▸ Texto fuente
Gabriel García Márquez escribió en una columna en El País el 20 de enero de 1982 Los 166 días de Feliza.
El País, 20/01/1982
Los 166 días de Feliza (Gabriel García Márquez)
La escultora colombiana Feliza Bursztyn, exiliada en Francia, se murió de tristeza a las 10.15 de la noche del pasado viernes 8 de enero, en un restaurante de París. El diario El Tiempo, de Bogotá, dio la noticia en primera página en su edición del domingo. Y explicó a sus lectores, en tres líneas, por qué la escultora no estaba en Colombia: “Feliza había viajado hacía dos meses a París en compañía de su esposo, y antes había estado varias semanas en México”. Nada más. Pero al día siguiente apareció una nota editorial firmada con unas iniciales que coinciden con las del director del periódico, Hernando Santos, y en la cual se hacían dos preguntas sobre Feliza Bursztyri: “¿Por qué tuvo que irse? ¿Por qué fue víctima de un exilio incomprensible al cual hubiera podido escapar con dos sencillas palabras?”. Pero la nota no dice cuáles fueron esas palabras mágicas que acaso hubieran prolongado la vida…De méritos tan grandes como sus carcajadas, la amiga más querida de sus amigos de todas partes, que no sólo hubiera dicho dos palabras simples, sino cuantas fueran necesarias para volver al único país donde siempre quiso vivir. Si alguien le hubiera hecho la caridad de decírselas a tiempo, tal vez hubiera podido cumplir su deseo y ejercer su derecho de morirse en su cama de Bogotá, rodeada de sus poetas locos, y no tirada por los suelos en un restaurante tapizado de espejos, ante la tenacidad estéril de seis médicos bomberos que trataban de despertarla y el espanto de su esposo y cuatro amigos que la sabíamos muerta para siempre desde el primer instante.

▸ Datos registrados
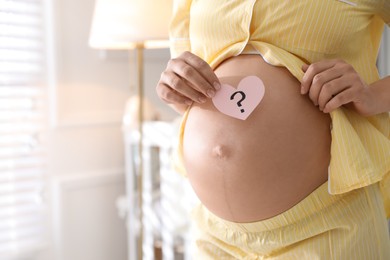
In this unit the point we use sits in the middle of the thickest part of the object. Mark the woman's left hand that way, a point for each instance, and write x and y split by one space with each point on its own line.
334 83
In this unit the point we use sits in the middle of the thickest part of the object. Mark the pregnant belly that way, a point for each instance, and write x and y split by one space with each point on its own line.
253 169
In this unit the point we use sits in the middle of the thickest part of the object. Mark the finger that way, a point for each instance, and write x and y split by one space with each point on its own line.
331 89
203 67
320 80
181 87
304 67
312 71
191 75
170 96
340 99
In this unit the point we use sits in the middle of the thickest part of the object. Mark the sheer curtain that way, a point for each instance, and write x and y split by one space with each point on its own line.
23 121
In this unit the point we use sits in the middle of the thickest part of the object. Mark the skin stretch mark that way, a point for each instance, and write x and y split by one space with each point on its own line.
222 152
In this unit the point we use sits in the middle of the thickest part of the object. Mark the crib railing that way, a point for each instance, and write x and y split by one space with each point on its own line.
167 196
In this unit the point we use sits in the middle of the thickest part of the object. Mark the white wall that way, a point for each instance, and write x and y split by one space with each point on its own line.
86 152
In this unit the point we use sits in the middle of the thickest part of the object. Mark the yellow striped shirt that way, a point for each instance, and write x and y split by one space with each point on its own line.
291 33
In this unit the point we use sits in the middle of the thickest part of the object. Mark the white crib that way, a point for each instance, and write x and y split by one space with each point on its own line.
167 196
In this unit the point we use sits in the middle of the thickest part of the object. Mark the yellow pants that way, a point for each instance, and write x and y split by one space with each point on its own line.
350 226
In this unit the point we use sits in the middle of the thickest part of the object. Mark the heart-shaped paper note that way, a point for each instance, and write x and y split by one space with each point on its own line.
241 101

▸ Ejercicio
¿Puedes copiar el fragmento del texto sobre Feliza Bursztyn que va desde "Gabriel García Márquez escribió" hasta "(Gabriel García Márquez)", pero cambiando "Gabriel García Márquez" por "el columnista"?

▸ Respuesta
el columnista escribió en una columna en El País el 20 de enero de 1982 Los 166 días de Feliza.
El País, 20/01/1982
Los 166 días de Feliza (el columnista)